All lines from the one containing "of the train" to the final line of the material should be retyped exactly. Nothing else belongs in the response.
━━━ RECORDS SHOWN ━━━
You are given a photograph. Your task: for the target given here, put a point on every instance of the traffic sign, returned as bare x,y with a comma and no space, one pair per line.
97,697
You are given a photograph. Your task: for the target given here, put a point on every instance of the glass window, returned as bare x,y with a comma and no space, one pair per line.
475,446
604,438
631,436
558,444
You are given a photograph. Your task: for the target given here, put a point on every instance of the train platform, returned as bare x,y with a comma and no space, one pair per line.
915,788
━━━
SOLUTION TO THIS EXERCISE:
You are given a photograph. Your task: for the target given here, put a point on every instance of the train platform, returned as bare x,y with a comma and no space, one pair per line.
915,788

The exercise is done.